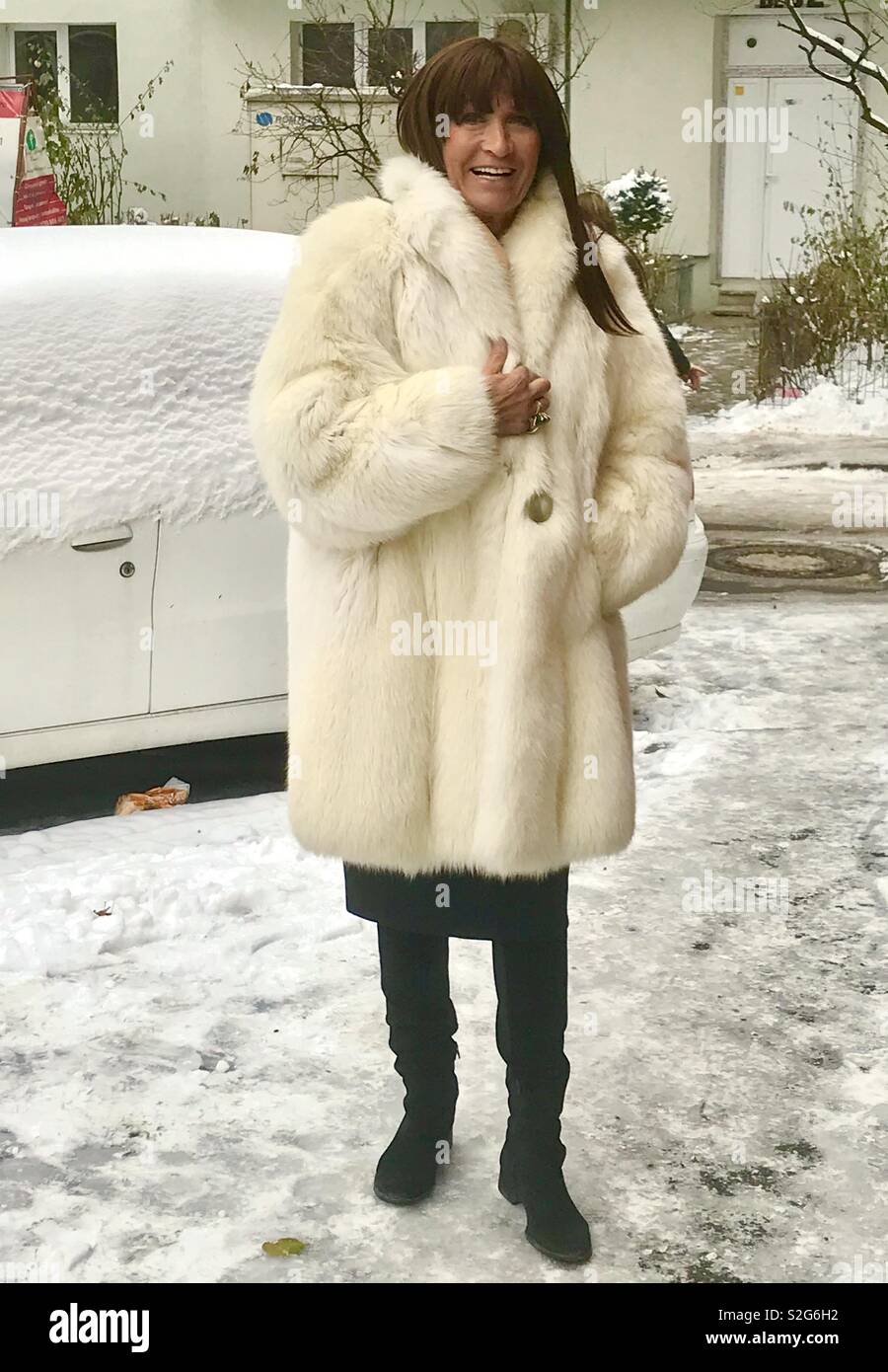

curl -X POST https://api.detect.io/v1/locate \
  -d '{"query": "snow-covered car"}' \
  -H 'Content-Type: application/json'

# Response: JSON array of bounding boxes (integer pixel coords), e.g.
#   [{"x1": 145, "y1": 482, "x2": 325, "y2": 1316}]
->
[{"x1": 0, "y1": 226, "x2": 706, "y2": 773}]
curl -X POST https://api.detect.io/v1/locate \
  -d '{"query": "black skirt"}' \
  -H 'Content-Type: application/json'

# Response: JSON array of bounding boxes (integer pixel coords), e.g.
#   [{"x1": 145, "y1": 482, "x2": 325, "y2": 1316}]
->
[{"x1": 343, "y1": 863, "x2": 569, "y2": 940}]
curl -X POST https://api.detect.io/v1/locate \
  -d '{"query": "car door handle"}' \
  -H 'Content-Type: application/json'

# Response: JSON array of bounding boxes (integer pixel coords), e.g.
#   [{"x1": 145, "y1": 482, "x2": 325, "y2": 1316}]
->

● WHAT TO WORK ON
Lay out all of the data above as a numbered list with one line per item, skipping blank lines and leaving out any pictures.

● IN RESPONSE
1. curl -X POST https://api.detect.io/v1/locate \
2.   -d '{"query": "snow-covered car"}' \
3.   -H 'Content-Type: application/json'
4. # Response: JSON array of bounding boxes (integer pixel coords), e.g.
5. #   [{"x1": 145, "y1": 482, "x2": 325, "y2": 1316}]
6. ->
7. [{"x1": 0, "y1": 226, "x2": 706, "y2": 773}]
8. curl -X POST https://api.detect.io/v1/locate \
9.   -d '{"query": "black skirt"}' \
10.   -H 'Content-Type: application/json'
11. # Response: JSON array of bounding boxes (integer pixel coords), e.g.
12. #   [{"x1": 145, "y1": 482, "x2": 325, "y2": 1316}]
13. ->
14. [{"x1": 343, "y1": 863, "x2": 569, "y2": 940}]
15. curl -X POST https://api.detect.io/v1/locate \
16.   -d '{"query": "car door handle"}' \
17.   -H 'Content-Type: application/json'
18. # Response: JSON array of bounding boxes (integer pixel coords), e.g.
19. #   [{"x1": 145, "y1": 482, "x2": 325, "y2": 1316}]
20. ->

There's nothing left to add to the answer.